[[ EXTRACTED INFORMATION, beginning ]]

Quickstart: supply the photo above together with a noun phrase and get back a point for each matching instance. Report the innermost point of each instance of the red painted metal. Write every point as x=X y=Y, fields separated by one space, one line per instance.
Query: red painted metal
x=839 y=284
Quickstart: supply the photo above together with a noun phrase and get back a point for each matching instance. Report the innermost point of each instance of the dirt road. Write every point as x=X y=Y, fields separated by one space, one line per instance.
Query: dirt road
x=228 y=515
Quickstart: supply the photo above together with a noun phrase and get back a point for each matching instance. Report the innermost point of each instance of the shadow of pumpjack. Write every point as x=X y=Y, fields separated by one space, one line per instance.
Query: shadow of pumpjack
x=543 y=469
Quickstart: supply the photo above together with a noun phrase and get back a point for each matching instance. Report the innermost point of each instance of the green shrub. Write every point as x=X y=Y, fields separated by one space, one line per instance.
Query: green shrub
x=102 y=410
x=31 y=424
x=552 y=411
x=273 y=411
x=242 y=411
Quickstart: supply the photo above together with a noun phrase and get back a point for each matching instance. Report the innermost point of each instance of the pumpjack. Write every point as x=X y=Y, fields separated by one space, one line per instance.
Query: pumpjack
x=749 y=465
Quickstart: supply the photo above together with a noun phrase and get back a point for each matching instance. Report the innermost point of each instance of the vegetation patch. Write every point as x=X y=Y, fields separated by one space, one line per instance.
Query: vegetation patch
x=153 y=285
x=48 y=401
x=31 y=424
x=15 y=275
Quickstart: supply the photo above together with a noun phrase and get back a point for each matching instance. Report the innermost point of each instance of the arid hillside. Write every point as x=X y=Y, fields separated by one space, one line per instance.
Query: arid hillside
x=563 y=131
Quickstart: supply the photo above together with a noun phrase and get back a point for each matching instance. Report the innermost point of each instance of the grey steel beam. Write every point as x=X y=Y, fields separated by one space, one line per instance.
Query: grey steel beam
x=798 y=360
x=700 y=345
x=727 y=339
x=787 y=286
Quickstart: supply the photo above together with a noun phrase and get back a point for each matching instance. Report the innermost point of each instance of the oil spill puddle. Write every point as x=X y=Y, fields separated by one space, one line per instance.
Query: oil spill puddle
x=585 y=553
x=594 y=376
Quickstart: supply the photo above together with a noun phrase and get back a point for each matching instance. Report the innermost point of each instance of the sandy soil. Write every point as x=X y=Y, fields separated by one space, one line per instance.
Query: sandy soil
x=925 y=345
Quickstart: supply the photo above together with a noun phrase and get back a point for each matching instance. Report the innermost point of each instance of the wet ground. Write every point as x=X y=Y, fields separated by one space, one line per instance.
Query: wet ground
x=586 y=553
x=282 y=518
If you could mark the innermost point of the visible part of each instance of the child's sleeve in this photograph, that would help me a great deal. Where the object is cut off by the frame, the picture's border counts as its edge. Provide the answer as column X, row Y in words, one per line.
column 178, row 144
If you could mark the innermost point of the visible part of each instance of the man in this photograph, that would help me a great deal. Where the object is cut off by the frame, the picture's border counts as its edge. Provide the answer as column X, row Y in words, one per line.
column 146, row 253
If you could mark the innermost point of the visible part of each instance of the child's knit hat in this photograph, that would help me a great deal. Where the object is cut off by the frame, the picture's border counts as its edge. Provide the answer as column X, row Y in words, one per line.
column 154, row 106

[[ EXTRACTED INFORMATION, end ]]

**REQUIRED ACTION**. Copy the records. Each line should match exactly.

**ANSWER SECTION**.
Quickstart: supply the photo above together with a noun phrase and get back a point for each matching instance. Report the innermost point of each instance of the red painted metal. Write every point as x=X y=Y, fields separated by one space, one line per instance.
Query: red painted metal
x=839 y=284
Quickstart: supply the photo above together with a noun phrase and get back a point for each matching instance. Report the innermost point of each instance of the dirt road. Write every point as x=X y=Y, fields separated by one space, one line per instance.
Query: dirt road
x=228 y=515
Quickstart: supply the photo above together with a noun phrase and get back a point for each matching instance. Report the innermost point of each instance of the shadow of pumpjack. Write every point as x=X y=Y, fields separated by one space, one line per instance.
Query: shadow of pumpjack
x=543 y=469
Quickstart: supply the photo above together with a noun phrase and get back a point for each matching instance. Report the innermost point of each instance of the green shrub. Write every point as x=X y=Y, fields separated by one space, one line per instance.
Query: green shrub
x=102 y=410
x=31 y=424
x=552 y=411
x=273 y=411
x=242 y=411
Quickstart: supply the photo above together with a noun phrase and get back a point for each matching instance. Report the innermost point of each instance of the pumpjack. Write every point as x=X y=Y, fields separated by one space, one line per instance.
Query: pumpjack
x=749 y=465
Quickstart: supply the photo above together with a noun phrase and get back a point for each matching instance. Report the innermost point of each instance of the vegetation patch. Write every point as x=X y=Y, fields separated by one space, one line per instance.
Query: vegetation patch
x=153 y=285
x=48 y=401
x=31 y=424
x=15 y=275
Quickstart: supply the photo above together with a noun phrase and get back a point for each matching instance. Report the innermost point of each instance of the arid hillside. Write every point as x=X y=Y, fields separated by one space, one line per instance.
Query: arid hillside
x=563 y=131
Quickstart: supply the photo above together with a noun phrase and get back a point for each matching instance. Report the innermost point of each instance of the grey steel beam. Write every point as x=X y=Y, fields separated by one space, one line per instance.
Query: grey steel beam
x=798 y=360
x=700 y=345
x=727 y=339
x=787 y=286
Quickstart: supply the photo above together with a noun phrase and get back a point for each matching instance. Report the innermost point of each instance of the oil spill puddle. Write every point as x=X y=Y, fields separated by one space, one line per instance.
Query: oil spill puddle
x=585 y=553
x=594 y=376
Quickstart: supply the photo above together with a noun phrase and get back a point for each matching instance. Report the innermost point of each instance of the sandy soil. Write every point as x=X y=Y, fields separated by one space, one line per instance.
Query: sandy soil
x=925 y=345
Quickstart: supply the photo above together with a noun phrase and get back a point for each matching instance. Report the innermost point of each instance of the wet ground. Write every point as x=X y=Y, fields separated by one space, one line per instance.
Query: wet ground
x=586 y=553
x=282 y=518
If you could mark the innermost point of the visible part of each instance of the child's sleeve in this photograph, that would help me a great deal. Where the object is cut off by the frame, the picture's border counts as its edge. Provide the answer as column X, row Y in words, one per line.
column 178, row 144
If you could mark the innermost point of the visible part of each instance of the man in this photograph, that would help me a great deal. Where the object is cut off by the frame, the picture's border counts as its edge. Provide the answer as column X, row Y in words, one per line.
column 146, row 253
If you could mark the innermost point of the visible part of each instance of the child's knit hat in this photograph, that would help me a great deal. Where the object is cut off by the frame, the picture's border counts as its edge. Provide the answer as column X, row Y in words, one per line.
column 154, row 106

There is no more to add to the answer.